* Supplied material
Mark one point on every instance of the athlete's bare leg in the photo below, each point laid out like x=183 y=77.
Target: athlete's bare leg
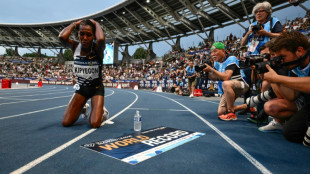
x=96 y=117
x=73 y=109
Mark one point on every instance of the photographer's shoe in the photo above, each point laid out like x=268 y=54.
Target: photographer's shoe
x=84 y=111
x=273 y=126
x=228 y=117
x=106 y=116
x=306 y=141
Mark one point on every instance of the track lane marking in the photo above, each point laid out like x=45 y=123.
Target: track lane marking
x=69 y=143
x=251 y=159
x=42 y=110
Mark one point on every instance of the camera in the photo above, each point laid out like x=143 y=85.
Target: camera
x=262 y=97
x=259 y=63
x=275 y=63
x=252 y=60
x=256 y=28
x=200 y=68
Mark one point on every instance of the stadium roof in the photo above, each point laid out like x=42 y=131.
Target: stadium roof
x=135 y=22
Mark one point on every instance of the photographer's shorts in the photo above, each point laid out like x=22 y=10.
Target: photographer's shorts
x=90 y=91
x=192 y=83
x=296 y=127
x=300 y=102
x=239 y=88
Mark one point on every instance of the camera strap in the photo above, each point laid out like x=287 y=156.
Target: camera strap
x=297 y=61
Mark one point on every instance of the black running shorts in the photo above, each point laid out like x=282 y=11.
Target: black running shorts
x=90 y=91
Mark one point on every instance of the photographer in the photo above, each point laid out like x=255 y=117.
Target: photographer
x=178 y=86
x=262 y=30
x=294 y=49
x=192 y=79
x=231 y=80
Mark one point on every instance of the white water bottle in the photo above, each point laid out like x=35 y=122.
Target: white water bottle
x=137 y=122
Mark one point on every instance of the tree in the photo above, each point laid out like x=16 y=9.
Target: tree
x=140 y=53
x=68 y=55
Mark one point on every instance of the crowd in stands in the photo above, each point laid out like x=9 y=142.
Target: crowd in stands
x=19 y=67
x=170 y=68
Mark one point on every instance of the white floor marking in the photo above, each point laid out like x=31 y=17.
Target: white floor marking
x=69 y=143
x=152 y=109
x=256 y=163
x=42 y=110
x=35 y=100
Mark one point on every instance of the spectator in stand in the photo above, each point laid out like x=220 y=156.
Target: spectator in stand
x=178 y=86
x=192 y=78
x=88 y=55
x=263 y=29
x=231 y=81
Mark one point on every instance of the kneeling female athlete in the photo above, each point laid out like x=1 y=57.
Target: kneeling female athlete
x=88 y=57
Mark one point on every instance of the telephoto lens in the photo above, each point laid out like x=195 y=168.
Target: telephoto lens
x=306 y=141
x=262 y=97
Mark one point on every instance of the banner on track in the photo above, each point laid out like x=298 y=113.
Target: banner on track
x=134 y=149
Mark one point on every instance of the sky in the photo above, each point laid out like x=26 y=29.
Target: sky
x=42 y=11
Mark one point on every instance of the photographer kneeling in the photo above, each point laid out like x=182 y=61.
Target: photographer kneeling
x=231 y=80
x=294 y=49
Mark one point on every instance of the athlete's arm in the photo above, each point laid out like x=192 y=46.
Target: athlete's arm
x=65 y=34
x=214 y=74
x=100 y=38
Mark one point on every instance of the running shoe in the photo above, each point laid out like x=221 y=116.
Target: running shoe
x=84 y=111
x=228 y=117
x=273 y=126
x=106 y=116
x=306 y=141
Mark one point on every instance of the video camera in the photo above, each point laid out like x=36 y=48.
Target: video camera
x=200 y=68
x=256 y=28
x=259 y=63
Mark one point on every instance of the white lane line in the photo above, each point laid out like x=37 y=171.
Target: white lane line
x=152 y=109
x=42 y=110
x=41 y=94
x=69 y=143
x=6 y=98
x=35 y=100
x=32 y=91
x=256 y=163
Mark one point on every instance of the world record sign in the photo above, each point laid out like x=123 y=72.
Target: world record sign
x=134 y=149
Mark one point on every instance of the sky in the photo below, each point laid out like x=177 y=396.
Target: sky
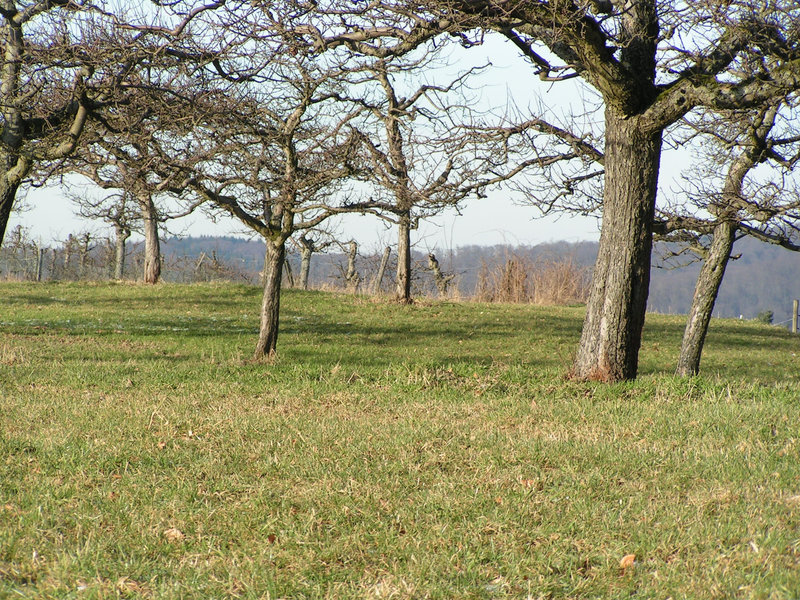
x=509 y=84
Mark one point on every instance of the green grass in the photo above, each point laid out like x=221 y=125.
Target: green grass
x=433 y=451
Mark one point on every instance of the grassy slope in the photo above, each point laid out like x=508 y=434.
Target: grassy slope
x=391 y=452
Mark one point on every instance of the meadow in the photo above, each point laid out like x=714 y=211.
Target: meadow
x=432 y=451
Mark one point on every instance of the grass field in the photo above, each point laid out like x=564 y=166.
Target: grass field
x=432 y=451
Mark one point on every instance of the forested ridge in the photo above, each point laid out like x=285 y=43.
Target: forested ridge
x=763 y=278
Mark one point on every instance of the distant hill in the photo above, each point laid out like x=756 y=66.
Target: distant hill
x=764 y=278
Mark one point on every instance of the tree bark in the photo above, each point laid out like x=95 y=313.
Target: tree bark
x=271 y=300
x=403 y=279
x=376 y=286
x=705 y=295
x=305 y=266
x=119 y=253
x=8 y=193
x=612 y=330
x=152 y=244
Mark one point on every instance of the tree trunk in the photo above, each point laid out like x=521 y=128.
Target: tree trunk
x=152 y=245
x=352 y=277
x=305 y=266
x=705 y=295
x=376 y=286
x=270 y=303
x=612 y=329
x=403 y=280
x=8 y=194
x=83 y=254
x=119 y=254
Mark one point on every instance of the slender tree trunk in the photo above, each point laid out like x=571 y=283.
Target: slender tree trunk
x=68 y=255
x=119 y=252
x=83 y=254
x=705 y=295
x=403 y=279
x=612 y=329
x=351 y=276
x=270 y=303
x=305 y=266
x=152 y=244
x=8 y=193
x=376 y=286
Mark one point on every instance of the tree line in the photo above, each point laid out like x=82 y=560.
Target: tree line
x=284 y=114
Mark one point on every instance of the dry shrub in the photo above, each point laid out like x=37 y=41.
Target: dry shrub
x=522 y=280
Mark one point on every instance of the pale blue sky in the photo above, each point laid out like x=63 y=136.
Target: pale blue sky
x=495 y=220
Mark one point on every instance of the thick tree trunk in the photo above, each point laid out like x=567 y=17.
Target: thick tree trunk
x=612 y=329
x=705 y=295
x=119 y=252
x=8 y=193
x=152 y=244
x=403 y=279
x=271 y=301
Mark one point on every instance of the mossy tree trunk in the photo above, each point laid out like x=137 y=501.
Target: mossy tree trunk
x=706 y=291
x=271 y=299
x=612 y=330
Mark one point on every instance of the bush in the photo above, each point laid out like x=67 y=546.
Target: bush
x=765 y=316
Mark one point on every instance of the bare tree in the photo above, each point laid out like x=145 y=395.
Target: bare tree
x=308 y=246
x=424 y=153
x=275 y=148
x=724 y=208
x=63 y=60
x=117 y=211
x=651 y=67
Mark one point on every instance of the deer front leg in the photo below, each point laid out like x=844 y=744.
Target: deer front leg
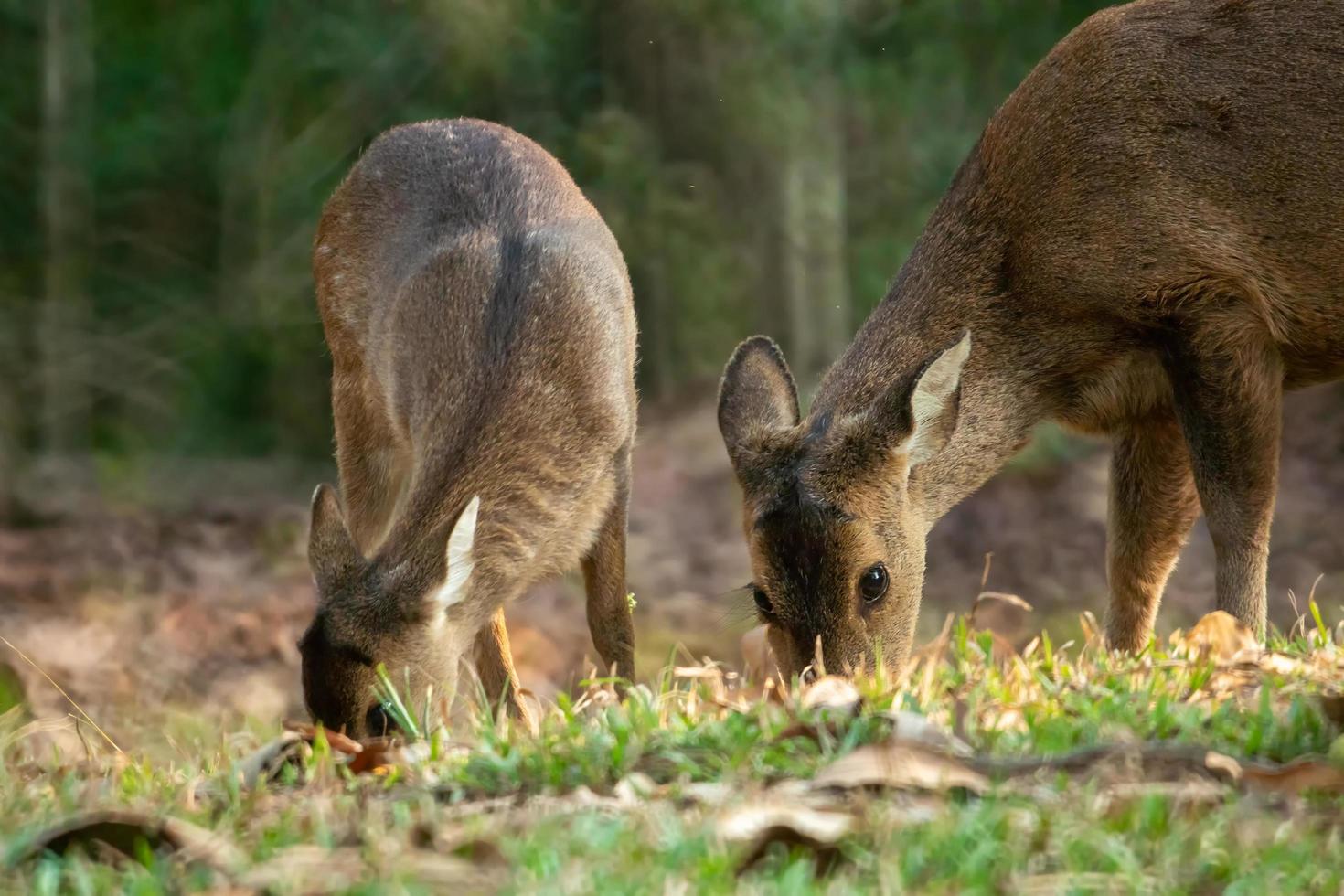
x=1229 y=397
x=1152 y=506
x=603 y=579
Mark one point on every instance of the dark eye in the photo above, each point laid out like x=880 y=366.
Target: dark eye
x=763 y=601
x=377 y=721
x=872 y=583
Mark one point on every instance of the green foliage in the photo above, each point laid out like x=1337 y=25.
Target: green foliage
x=220 y=128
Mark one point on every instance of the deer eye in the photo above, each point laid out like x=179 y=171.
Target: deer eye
x=763 y=601
x=872 y=583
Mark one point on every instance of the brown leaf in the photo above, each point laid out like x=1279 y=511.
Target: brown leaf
x=1183 y=795
x=901 y=766
x=1003 y=614
x=757 y=658
x=817 y=832
x=1070 y=883
x=1306 y=773
x=832 y=692
x=308 y=869
x=117 y=832
x=1218 y=635
x=1332 y=704
x=335 y=739
x=912 y=729
x=266 y=761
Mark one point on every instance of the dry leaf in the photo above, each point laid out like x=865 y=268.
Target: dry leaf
x=1183 y=795
x=832 y=692
x=1218 y=635
x=757 y=658
x=1003 y=614
x=811 y=829
x=910 y=727
x=1072 y=883
x=1332 y=704
x=1306 y=773
x=901 y=766
x=335 y=739
x=119 y=832
x=308 y=869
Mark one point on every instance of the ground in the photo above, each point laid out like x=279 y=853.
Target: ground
x=185 y=586
x=169 y=617
x=1204 y=764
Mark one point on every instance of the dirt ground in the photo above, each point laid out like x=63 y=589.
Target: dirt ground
x=199 y=603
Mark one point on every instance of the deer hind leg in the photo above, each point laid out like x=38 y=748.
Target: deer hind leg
x=495 y=667
x=369 y=455
x=603 y=579
x=1229 y=395
x=1151 y=511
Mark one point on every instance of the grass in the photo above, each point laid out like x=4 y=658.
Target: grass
x=631 y=795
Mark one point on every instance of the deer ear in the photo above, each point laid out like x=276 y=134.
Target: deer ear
x=933 y=402
x=460 y=557
x=757 y=395
x=331 y=552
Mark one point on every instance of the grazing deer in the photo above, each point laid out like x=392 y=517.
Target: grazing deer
x=1147 y=242
x=481 y=332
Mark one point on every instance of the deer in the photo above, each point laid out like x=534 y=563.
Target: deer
x=481 y=331
x=1146 y=243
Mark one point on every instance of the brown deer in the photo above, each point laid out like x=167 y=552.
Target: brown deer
x=481 y=331
x=1147 y=242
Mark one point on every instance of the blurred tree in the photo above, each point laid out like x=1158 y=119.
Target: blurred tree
x=68 y=85
x=765 y=165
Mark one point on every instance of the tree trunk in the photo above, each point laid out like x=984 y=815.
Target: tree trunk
x=814 y=281
x=65 y=323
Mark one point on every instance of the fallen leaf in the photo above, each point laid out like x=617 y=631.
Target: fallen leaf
x=1332 y=704
x=1306 y=773
x=11 y=689
x=308 y=869
x=815 y=830
x=335 y=739
x=910 y=727
x=901 y=766
x=1072 y=883
x=1003 y=614
x=1181 y=795
x=265 y=762
x=635 y=787
x=120 y=830
x=757 y=658
x=832 y=692
x=1218 y=635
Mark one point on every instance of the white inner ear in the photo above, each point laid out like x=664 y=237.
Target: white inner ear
x=460 y=559
x=932 y=400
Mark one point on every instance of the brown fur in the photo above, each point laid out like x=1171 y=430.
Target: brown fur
x=481 y=331
x=1147 y=242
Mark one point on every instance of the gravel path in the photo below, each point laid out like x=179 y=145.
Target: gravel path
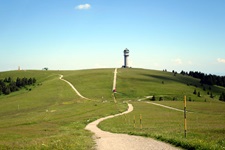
x=109 y=141
x=78 y=93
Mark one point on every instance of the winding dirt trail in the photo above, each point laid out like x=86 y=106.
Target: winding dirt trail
x=111 y=141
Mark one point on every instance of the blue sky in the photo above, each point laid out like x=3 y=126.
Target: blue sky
x=79 y=34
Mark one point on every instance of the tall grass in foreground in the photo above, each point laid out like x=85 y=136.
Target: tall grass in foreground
x=206 y=128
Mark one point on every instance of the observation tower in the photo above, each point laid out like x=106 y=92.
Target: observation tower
x=126 y=54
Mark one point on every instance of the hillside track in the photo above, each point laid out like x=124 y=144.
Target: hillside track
x=71 y=85
x=111 y=141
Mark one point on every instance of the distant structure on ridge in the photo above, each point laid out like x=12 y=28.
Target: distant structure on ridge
x=126 y=54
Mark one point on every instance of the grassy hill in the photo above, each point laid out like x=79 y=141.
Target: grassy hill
x=52 y=116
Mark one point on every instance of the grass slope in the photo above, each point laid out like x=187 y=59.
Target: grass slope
x=52 y=116
x=206 y=123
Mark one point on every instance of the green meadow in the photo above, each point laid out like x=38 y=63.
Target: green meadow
x=52 y=116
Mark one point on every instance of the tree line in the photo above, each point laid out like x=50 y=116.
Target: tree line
x=208 y=79
x=8 y=85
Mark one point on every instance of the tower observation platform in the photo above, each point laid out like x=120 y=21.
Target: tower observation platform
x=126 y=54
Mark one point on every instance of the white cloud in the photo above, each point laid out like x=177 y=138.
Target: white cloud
x=177 y=61
x=83 y=6
x=221 y=60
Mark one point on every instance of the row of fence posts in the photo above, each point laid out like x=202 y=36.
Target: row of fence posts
x=185 y=119
x=140 y=121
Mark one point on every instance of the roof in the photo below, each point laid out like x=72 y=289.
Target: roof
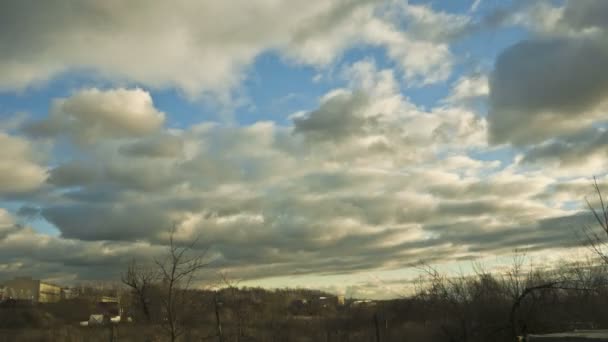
x=573 y=336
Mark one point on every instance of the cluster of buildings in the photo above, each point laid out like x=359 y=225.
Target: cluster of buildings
x=34 y=290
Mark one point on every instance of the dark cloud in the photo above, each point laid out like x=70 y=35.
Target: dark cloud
x=572 y=149
x=541 y=88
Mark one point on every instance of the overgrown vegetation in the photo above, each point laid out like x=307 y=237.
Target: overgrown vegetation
x=485 y=306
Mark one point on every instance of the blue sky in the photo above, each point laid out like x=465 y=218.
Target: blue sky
x=332 y=143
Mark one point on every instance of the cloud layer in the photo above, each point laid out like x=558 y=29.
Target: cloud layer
x=365 y=180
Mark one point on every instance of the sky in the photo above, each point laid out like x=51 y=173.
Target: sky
x=328 y=144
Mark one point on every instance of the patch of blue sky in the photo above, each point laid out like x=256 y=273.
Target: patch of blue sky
x=36 y=100
x=277 y=88
x=504 y=154
x=39 y=224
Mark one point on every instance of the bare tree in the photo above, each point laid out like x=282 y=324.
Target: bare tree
x=598 y=240
x=141 y=280
x=177 y=270
x=168 y=280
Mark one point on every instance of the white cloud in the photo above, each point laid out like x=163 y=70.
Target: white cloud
x=201 y=47
x=20 y=170
x=92 y=114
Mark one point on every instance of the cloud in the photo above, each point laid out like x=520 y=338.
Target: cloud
x=543 y=88
x=92 y=114
x=20 y=168
x=185 y=45
x=339 y=117
x=365 y=181
x=551 y=84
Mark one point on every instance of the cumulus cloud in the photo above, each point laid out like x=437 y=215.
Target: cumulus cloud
x=543 y=88
x=185 y=44
x=92 y=114
x=20 y=169
x=551 y=84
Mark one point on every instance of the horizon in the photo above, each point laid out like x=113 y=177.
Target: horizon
x=333 y=145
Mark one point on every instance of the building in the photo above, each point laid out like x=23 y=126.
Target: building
x=26 y=288
x=578 y=335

* Direction
Starting with the line containing "Mark one point on every instance of the cumulus" and going on through the end of the rows, arrange each line as a Markdown table with the columns Number and Line, leaving out blank lines.

* Correct result
| Number | Line |
|---|---|
| 1 | Mark one point on every instance of the cumulus cloud in the photo above, each point laid out like x=437 y=215. |
| 2 | Target: cumulus cloud |
| 3 | x=543 y=88 |
| 4 | x=185 y=44 |
| 5 | x=92 y=114 |
| 6 | x=20 y=169 |
| 7 | x=551 y=84 |
| 8 | Mark one point on every instance of the horizon in the photo above, each point laid out like x=113 y=177. |
| 9 | Target: horizon |
| 10 | x=333 y=145 |
| 11 | Mark one point on every instance of the building in the photo above, each point laid out like x=23 y=126. |
| 12 | Target: building |
| 13 | x=26 y=288 |
| 14 | x=578 y=335 |